DATA ROWS
----------

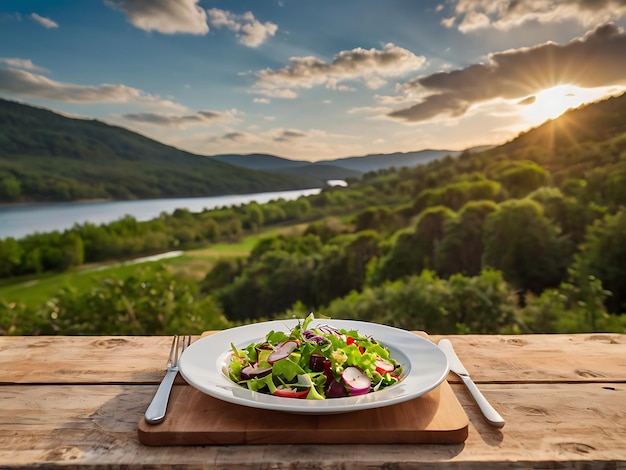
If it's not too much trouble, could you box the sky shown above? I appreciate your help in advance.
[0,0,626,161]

----------

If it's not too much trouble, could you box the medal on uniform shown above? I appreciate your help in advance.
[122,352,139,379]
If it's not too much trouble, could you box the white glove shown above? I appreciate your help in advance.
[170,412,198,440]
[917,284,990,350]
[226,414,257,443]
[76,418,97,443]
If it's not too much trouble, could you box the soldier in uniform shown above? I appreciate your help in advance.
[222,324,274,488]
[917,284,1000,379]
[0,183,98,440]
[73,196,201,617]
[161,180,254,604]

----------

Please arrange as a numbered list the lines of data starting with the line that contains "If it's not too much trouble, could you box the sky" and going on through the line that contains "[0,0,626,161]", both included, leaving out any blank lines.

RESPONSE
1. If it's not too much trouble, could you box the sky shown above? I appreciate your help in advance.
2. [0,0,626,161]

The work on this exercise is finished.